:: WHAT THIS TASK INVOLVES ::
Go through the records below line by line. Count the lines with "cliff" and give the count alone.

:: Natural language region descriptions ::

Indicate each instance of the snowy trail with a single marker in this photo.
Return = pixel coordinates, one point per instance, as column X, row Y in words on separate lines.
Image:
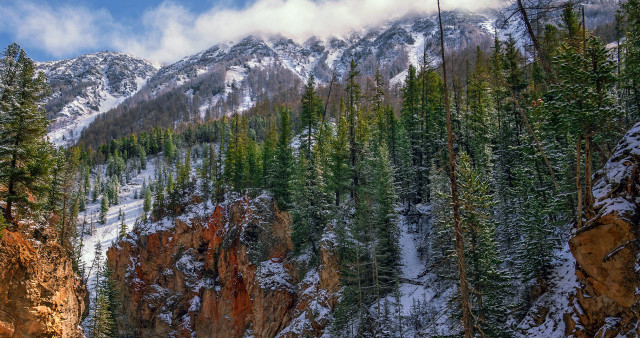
column 107, row 233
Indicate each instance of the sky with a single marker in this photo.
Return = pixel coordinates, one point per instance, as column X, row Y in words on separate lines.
column 166, row 31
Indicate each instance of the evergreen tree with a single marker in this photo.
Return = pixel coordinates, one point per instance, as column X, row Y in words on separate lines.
column 104, row 208
column 339, row 162
column 632, row 44
column 123, row 227
column 284, row 166
column 25, row 158
column 309, row 113
column 488, row 283
column 310, row 212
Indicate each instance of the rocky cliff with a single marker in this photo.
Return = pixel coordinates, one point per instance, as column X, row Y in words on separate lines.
column 607, row 249
column 40, row 296
column 222, row 272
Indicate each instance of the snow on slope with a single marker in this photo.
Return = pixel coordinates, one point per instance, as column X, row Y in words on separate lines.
column 86, row 86
column 562, row 284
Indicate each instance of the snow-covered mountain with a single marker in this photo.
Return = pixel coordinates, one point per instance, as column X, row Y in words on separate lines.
column 234, row 76
column 85, row 86
column 238, row 75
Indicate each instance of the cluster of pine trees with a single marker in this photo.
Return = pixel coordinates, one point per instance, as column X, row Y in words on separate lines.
column 528, row 132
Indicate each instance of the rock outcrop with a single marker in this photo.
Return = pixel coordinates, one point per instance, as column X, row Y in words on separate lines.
column 40, row 296
column 225, row 272
column 607, row 249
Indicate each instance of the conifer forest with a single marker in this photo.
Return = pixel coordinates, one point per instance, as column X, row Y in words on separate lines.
column 462, row 181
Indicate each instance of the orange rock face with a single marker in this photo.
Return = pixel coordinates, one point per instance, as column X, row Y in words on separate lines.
column 40, row 296
column 607, row 248
column 225, row 273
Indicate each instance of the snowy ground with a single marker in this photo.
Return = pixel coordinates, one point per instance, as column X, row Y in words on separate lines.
column 70, row 125
column 562, row 283
column 106, row 234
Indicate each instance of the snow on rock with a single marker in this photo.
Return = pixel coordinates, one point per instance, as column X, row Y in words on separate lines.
column 273, row 275
column 618, row 169
column 87, row 86
column 546, row 316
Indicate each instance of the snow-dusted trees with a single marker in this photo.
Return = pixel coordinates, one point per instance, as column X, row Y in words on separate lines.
column 25, row 158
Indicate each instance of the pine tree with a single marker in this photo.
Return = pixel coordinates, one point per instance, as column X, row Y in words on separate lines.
column 339, row 163
column 412, row 123
column 384, row 217
column 104, row 208
column 310, row 212
column 632, row 44
column 3, row 225
column 309, row 113
column 488, row 283
column 25, row 158
column 353, row 101
column 123, row 227
column 464, row 299
column 284, row 166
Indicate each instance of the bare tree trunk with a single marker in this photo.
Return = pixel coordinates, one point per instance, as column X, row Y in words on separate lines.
column 588, row 182
column 464, row 290
column 534, row 40
column 578, row 185
column 535, row 138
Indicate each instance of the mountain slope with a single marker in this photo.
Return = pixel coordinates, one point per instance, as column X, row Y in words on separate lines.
column 85, row 86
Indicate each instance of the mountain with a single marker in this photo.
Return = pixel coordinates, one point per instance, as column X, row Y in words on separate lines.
column 85, row 86
column 235, row 76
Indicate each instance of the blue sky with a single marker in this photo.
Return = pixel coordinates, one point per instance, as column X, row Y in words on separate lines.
column 164, row 31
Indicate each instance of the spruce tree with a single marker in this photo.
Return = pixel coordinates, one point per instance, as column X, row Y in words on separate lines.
column 309, row 113
column 284, row 166
column 104, row 208
column 632, row 44
column 25, row 158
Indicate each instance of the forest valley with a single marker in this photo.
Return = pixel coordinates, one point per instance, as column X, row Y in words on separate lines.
column 483, row 173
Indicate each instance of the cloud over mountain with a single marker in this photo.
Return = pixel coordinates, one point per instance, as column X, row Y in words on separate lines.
column 169, row 31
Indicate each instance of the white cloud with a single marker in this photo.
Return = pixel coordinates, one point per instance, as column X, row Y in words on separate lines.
column 59, row 31
column 169, row 31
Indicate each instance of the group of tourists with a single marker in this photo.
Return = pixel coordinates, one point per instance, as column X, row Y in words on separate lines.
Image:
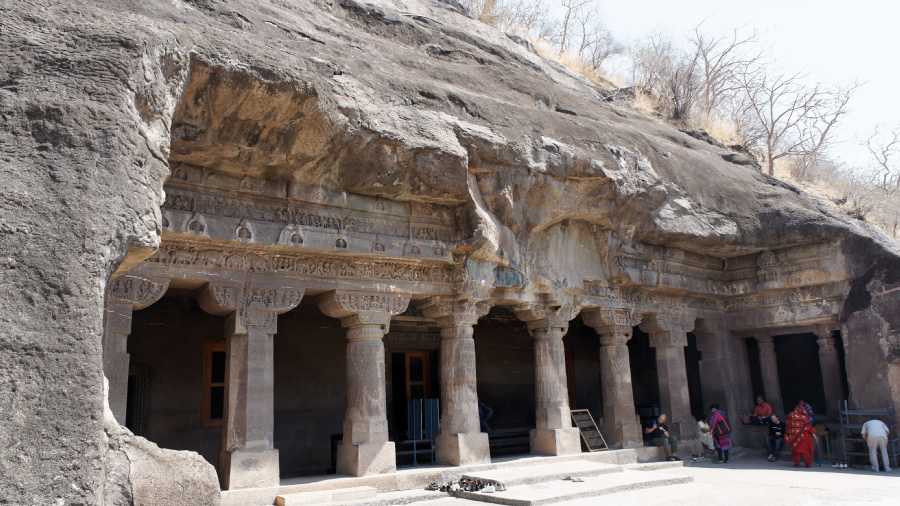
column 797, row 433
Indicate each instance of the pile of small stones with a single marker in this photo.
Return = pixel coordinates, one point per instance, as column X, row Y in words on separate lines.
column 467, row 485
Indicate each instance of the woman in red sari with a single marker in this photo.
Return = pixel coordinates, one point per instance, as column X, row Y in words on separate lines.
column 799, row 435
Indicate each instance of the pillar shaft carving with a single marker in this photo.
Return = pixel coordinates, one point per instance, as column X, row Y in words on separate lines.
column 366, row 316
column 668, row 334
column 248, row 457
column 124, row 294
column 615, row 326
column 461, row 440
column 548, row 324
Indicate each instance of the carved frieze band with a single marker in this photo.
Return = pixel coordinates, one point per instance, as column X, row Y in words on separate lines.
column 601, row 292
column 206, row 256
column 202, row 205
column 140, row 292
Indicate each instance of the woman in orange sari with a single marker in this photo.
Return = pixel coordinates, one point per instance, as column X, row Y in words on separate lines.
column 799, row 435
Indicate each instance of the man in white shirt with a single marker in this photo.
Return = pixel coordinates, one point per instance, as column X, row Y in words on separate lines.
column 875, row 432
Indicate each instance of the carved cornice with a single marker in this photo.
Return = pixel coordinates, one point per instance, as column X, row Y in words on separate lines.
column 222, row 298
column 242, row 258
column 599, row 294
column 308, row 216
column 613, row 321
column 138, row 291
column 357, row 309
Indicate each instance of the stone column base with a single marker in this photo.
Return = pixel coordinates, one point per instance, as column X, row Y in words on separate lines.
column 565, row 441
column 249, row 469
column 462, row 449
column 366, row 458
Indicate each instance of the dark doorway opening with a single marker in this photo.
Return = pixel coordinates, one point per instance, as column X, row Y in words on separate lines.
column 692, row 369
column 412, row 377
column 799, row 371
column 644, row 376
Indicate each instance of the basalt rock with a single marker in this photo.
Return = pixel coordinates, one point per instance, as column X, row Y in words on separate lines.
column 398, row 101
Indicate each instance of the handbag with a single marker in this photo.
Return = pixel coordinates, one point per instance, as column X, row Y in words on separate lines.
column 722, row 427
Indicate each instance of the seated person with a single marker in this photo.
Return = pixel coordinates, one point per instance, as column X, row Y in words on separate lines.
column 775, row 437
column 658, row 435
column 705, row 433
column 809, row 411
column 761, row 411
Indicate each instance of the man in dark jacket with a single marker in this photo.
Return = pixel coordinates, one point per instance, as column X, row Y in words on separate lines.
column 775, row 438
column 658, row 434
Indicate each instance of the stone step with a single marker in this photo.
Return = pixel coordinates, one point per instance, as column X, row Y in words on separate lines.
column 544, row 472
column 548, row 492
column 326, row 496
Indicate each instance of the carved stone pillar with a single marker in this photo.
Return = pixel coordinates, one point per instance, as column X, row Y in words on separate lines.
column 829, row 362
column 723, row 381
column 460, row 441
column 621, row 426
column 553, row 433
column 247, row 457
column 668, row 334
column 123, row 295
column 768, row 365
column 367, row 317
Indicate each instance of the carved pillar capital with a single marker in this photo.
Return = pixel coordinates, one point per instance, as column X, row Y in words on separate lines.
column 675, row 324
column 363, row 309
column 544, row 320
column 451, row 311
column 613, row 321
column 253, row 306
column 824, row 337
column 765, row 340
column 139, row 291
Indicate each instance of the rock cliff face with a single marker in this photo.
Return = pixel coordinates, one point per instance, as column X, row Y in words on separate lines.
column 403, row 101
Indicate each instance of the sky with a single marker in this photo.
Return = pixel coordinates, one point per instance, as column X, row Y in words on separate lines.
column 836, row 43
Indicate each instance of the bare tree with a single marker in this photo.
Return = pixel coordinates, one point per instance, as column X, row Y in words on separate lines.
column 886, row 168
column 669, row 74
column 720, row 59
column 597, row 43
column 783, row 117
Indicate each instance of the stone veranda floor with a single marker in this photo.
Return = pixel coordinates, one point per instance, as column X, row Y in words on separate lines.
column 749, row 479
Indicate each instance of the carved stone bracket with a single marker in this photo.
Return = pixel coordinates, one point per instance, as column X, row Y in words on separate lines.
column 668, row 330
column 613, row 321
column 363, row 308
column 541, row 317
column 825, row 338
column 448, row 311
column 140, row 292
column 253, row 306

:: RESPONSE AREA ::
2